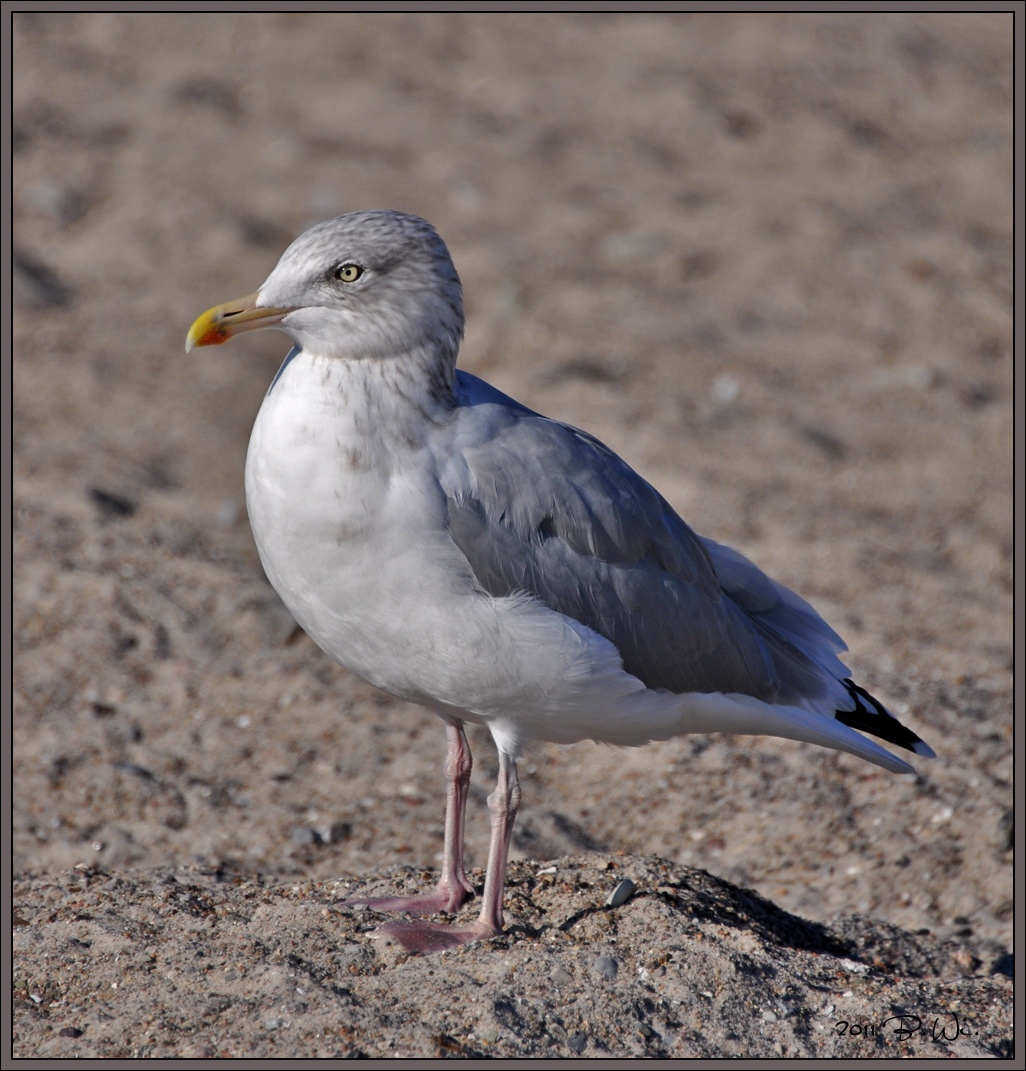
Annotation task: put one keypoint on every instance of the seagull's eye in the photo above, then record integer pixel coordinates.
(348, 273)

:::

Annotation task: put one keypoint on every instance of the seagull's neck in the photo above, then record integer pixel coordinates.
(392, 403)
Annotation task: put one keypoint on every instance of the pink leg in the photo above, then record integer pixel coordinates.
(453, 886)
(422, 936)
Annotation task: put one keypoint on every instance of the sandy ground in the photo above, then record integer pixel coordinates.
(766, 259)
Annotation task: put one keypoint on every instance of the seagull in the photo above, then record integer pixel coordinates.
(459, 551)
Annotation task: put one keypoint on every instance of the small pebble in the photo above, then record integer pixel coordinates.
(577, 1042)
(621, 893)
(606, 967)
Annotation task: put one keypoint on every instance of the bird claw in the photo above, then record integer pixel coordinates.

:::

Brief:
The answer is the lines above between the line holding "Annotation task: put one keypoint on every instance of the small" and the line holding "Annotation task: put one keypoint on every instance of the bird", inclusive, each written out exactly, and no others.

Answer to the exercise:
Annotation task: put one keypoint on every instance of the small pebble in the photo above, then record integer pixel coordinates.
(577, 1042)
(621, 893)
(606, 967)
Annotation task: put one keypoint on every instance of the bird claw in the photo above, then record integer pixel coordinates.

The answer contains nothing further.